- _Your instructions_:
Reproduce the lines below word for word, changing and adding nothing.

- _The input_:
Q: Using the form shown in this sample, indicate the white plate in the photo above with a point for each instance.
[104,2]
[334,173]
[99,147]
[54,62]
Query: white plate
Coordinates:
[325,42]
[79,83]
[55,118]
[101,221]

- _Finished task_:
Q: Using the form shown in this sample, indicate the white plate in the photo above with a point for each instance.
[104,2]
[334,173]
[99,147]
[54,62]
Query: white plate
Coordinates:
[325,42]
[79,83]
[55,118]
[101,221]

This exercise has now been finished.